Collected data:
· · · · ·

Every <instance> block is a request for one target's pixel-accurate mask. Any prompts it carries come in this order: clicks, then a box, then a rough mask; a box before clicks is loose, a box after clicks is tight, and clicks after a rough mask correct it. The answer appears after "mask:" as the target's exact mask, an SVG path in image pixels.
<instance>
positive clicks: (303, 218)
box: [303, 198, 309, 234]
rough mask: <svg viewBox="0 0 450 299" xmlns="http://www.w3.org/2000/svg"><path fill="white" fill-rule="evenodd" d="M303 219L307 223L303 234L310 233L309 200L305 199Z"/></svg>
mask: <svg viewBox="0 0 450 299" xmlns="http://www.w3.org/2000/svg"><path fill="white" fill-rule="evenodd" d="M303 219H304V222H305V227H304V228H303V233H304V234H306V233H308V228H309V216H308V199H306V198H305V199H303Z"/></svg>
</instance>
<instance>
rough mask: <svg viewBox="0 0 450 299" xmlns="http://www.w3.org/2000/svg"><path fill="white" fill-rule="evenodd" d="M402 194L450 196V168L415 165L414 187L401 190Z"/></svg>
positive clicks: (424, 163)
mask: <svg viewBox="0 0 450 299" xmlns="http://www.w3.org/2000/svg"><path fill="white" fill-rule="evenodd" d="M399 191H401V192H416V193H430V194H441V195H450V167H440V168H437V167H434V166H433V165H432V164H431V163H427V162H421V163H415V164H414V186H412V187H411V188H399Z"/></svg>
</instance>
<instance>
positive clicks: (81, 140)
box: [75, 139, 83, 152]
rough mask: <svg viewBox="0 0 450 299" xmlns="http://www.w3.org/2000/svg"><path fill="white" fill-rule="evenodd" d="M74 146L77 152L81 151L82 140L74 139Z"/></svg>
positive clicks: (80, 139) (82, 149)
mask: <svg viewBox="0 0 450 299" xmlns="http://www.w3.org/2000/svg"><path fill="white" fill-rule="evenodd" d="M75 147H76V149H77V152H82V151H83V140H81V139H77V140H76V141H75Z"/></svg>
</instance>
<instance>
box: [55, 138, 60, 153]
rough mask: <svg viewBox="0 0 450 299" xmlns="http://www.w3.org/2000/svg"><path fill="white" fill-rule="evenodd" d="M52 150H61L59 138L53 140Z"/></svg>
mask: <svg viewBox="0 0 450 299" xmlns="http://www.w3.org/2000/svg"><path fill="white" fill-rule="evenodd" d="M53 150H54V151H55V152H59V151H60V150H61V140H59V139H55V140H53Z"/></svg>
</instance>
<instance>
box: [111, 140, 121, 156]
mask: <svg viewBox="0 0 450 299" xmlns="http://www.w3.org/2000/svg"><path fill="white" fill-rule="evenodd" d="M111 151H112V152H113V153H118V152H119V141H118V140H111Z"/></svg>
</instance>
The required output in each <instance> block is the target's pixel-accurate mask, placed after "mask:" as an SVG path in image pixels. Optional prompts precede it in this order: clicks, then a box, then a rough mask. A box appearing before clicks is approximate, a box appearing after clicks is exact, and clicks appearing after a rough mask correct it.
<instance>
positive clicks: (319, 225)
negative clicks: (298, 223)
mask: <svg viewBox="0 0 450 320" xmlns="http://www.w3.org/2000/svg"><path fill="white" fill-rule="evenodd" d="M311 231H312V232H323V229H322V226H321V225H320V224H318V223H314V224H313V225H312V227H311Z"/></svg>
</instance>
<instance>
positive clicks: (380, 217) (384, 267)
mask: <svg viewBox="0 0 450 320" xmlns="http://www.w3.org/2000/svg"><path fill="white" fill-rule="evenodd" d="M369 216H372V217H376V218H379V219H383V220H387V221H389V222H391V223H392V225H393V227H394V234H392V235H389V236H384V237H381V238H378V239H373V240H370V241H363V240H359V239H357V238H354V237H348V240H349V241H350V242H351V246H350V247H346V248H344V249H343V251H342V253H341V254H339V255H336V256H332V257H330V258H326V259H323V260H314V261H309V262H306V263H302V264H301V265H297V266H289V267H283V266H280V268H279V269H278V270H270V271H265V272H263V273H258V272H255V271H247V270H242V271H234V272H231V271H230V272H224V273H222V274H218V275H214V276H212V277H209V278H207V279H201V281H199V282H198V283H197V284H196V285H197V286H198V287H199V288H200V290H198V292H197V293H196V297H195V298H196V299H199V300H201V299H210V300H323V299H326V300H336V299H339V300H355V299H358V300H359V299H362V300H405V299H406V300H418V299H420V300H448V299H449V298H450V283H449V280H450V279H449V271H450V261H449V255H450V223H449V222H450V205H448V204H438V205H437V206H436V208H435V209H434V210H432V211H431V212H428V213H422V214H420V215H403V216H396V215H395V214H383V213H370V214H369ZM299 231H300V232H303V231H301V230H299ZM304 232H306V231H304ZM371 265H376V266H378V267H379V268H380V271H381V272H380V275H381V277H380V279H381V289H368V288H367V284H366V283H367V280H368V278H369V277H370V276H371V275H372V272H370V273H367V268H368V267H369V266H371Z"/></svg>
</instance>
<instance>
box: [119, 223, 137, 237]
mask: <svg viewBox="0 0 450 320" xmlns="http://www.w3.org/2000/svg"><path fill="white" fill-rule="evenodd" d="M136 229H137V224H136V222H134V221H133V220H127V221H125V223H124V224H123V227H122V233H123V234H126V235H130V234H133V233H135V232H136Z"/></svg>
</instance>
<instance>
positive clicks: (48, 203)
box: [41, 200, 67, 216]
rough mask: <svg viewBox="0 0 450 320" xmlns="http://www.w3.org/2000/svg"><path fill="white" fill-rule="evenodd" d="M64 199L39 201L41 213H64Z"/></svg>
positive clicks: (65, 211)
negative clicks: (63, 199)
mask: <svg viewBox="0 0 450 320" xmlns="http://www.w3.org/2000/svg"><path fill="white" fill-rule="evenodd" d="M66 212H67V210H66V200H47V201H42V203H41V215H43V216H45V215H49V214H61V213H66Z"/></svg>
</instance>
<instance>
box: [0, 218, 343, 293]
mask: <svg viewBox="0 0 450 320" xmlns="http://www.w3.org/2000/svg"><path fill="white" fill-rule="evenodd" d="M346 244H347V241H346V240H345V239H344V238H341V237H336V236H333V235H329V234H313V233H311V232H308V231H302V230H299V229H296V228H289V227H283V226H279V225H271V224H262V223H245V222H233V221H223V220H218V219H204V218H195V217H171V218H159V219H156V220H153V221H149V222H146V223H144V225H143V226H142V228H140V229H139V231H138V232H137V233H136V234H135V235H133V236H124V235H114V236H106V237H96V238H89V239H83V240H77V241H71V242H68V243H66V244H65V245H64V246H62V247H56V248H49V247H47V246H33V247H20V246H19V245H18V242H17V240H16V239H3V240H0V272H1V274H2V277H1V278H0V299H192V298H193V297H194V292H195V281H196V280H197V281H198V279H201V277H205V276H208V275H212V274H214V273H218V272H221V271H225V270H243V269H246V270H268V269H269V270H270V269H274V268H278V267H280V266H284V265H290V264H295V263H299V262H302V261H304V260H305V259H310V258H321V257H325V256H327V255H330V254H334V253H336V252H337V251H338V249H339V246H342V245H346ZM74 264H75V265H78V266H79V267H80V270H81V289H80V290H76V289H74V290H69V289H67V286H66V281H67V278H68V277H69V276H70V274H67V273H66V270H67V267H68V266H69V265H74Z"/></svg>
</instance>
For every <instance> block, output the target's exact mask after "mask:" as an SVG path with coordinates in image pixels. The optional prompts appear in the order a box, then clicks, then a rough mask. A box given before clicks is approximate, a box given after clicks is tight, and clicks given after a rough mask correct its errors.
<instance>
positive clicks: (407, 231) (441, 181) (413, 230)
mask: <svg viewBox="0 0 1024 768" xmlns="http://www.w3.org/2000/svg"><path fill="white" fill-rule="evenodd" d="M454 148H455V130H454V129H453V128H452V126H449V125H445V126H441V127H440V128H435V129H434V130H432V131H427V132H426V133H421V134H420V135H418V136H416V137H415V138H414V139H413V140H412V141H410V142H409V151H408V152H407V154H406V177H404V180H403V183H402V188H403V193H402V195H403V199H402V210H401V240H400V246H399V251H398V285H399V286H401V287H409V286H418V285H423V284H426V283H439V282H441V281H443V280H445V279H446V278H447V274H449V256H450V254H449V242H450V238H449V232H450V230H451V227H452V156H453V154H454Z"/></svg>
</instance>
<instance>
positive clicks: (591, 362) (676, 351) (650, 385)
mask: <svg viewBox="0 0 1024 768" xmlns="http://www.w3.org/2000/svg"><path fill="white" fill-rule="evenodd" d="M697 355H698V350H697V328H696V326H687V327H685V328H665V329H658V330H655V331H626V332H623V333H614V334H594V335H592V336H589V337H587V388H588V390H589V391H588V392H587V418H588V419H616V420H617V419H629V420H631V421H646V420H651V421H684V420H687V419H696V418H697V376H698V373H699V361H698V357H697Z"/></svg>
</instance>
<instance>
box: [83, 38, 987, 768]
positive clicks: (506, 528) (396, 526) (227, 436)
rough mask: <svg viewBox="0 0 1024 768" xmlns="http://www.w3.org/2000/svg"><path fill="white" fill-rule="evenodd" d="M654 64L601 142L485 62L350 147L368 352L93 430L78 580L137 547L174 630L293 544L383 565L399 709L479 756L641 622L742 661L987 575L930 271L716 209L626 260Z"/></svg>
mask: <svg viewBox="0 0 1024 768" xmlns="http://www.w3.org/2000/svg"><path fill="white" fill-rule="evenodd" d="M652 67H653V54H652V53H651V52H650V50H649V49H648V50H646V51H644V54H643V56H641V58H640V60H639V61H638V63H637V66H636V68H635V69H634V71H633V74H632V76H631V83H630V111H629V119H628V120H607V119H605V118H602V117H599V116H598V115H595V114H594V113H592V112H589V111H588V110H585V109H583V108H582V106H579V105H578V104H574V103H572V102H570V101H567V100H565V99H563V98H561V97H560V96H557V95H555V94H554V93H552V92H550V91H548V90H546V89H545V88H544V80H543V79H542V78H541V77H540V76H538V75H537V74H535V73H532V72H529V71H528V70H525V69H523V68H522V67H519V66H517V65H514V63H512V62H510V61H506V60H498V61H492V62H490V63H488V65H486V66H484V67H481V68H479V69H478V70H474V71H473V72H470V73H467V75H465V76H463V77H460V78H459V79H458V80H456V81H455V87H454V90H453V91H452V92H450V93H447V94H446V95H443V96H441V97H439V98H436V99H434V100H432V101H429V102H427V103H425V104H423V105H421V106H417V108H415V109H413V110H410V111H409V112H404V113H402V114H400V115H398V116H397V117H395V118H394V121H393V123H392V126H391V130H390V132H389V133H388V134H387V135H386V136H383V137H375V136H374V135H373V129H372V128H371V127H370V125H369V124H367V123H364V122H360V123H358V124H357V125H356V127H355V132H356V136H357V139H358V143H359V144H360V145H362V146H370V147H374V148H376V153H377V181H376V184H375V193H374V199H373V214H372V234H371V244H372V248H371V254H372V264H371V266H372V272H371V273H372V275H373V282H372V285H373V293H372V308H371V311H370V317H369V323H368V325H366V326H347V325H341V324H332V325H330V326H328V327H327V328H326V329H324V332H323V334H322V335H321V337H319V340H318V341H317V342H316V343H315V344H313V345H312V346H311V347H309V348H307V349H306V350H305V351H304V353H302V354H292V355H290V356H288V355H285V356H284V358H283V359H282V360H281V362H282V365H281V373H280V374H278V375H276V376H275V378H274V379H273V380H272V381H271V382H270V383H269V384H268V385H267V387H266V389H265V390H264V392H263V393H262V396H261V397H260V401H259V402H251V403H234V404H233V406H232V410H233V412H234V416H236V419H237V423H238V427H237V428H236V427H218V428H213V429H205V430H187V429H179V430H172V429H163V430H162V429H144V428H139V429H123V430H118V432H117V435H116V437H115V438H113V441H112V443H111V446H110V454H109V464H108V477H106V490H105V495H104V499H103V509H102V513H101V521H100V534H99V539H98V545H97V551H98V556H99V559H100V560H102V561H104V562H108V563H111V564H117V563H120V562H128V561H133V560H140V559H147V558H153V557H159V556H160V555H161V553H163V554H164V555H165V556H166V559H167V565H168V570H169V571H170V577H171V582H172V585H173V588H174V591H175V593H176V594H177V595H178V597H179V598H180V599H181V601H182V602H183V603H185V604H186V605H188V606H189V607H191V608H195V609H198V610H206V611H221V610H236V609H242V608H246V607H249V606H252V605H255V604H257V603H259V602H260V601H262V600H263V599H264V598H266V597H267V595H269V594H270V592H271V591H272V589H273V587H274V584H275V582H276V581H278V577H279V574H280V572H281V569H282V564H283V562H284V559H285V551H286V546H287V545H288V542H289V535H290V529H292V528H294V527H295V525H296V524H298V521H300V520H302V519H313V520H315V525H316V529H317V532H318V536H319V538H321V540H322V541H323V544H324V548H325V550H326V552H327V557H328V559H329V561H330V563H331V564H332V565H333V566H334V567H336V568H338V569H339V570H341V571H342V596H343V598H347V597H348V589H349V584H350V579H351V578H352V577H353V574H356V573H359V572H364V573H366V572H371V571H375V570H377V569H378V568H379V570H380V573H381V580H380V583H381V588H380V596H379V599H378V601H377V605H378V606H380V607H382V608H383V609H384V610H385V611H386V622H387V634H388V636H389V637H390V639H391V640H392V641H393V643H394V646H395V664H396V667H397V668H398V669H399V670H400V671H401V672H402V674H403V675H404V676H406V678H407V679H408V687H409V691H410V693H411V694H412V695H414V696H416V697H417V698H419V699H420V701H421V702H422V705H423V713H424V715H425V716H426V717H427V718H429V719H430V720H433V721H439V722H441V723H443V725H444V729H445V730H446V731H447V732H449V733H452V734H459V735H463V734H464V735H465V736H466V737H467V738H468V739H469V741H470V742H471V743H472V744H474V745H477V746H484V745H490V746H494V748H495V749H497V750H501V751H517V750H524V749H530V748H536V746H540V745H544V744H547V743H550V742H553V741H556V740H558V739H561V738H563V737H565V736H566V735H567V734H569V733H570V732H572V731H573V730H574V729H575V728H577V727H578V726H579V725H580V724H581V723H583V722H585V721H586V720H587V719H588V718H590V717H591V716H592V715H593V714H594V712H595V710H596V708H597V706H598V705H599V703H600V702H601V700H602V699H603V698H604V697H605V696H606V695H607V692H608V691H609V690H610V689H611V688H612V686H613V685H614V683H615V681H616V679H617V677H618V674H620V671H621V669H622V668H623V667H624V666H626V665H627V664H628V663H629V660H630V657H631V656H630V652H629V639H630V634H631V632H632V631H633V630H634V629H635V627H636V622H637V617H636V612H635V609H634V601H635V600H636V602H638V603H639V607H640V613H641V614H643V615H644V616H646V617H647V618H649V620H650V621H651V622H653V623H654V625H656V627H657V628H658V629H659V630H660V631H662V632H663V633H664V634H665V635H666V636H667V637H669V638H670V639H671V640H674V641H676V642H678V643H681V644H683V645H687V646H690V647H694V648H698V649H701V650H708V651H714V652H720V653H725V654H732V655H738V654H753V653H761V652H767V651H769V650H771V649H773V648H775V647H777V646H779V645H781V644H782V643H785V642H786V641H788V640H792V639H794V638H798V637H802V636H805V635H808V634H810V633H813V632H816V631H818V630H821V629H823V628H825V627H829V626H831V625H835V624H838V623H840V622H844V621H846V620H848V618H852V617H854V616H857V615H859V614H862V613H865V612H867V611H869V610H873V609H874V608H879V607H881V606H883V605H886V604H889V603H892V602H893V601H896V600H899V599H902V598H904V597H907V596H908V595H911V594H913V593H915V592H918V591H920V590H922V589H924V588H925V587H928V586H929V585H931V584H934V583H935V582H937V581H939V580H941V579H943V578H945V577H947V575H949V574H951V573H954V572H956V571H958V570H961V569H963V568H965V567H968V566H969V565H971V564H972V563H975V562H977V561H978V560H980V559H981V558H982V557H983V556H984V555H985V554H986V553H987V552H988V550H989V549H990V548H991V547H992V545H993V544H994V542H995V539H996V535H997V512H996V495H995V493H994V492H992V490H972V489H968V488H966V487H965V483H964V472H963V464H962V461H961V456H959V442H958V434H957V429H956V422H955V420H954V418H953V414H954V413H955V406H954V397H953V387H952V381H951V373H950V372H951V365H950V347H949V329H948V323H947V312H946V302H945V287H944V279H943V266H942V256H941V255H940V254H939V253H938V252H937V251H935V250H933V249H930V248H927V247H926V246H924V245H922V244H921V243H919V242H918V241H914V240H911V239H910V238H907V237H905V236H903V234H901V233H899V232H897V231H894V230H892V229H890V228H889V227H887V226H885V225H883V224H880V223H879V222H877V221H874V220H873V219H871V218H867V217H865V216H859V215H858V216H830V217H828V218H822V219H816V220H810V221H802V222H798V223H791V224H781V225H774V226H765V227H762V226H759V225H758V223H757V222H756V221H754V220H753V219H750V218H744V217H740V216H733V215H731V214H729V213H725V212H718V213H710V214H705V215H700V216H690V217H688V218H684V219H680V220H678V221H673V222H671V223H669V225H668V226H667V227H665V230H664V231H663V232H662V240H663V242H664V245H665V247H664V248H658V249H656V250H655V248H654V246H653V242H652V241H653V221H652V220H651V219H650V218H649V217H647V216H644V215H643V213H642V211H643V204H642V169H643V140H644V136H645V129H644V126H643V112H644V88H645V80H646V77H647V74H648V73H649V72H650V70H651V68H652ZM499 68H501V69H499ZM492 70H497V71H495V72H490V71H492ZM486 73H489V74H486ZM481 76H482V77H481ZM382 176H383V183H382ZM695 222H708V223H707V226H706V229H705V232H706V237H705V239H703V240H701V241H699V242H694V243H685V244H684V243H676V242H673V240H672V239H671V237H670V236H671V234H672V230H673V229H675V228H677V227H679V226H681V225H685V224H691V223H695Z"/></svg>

· · · · ·

Report every line of the listing that contains the string "then". Case counts.

* Problem solution:
Every <instance> block is a request for one target's pixel-accurate mask. Any prompts it carries come in this order: clicks, then a box, then a rough mask; a box before clicks is loose, a box after clicks is tight, and clicks after a rough mask correct it. The answer appears after "mask:" as the target's exact mask, an SVG path in image pixels.
The required output in each <instance> block is the target's pixel-accurate mask, placed after "mask:" as an SVG path in image pixels. Optional prompts precede it in this order: clicks, then a box, then a rough mask. A box appearing before clicks is approximate, a box appearing after clicks is exact, and clicks appearing after a rough mask correct it.
For every <instance> block, output the target's exact mask after "mask:" as an SVG path with coordinates in image pixels. The optional prompts appear in the order a box, then clicks, then a rough mask. A box given before clicks is approximate, a box given after clicks is tight, and clicks given after a rough mask correct its errors.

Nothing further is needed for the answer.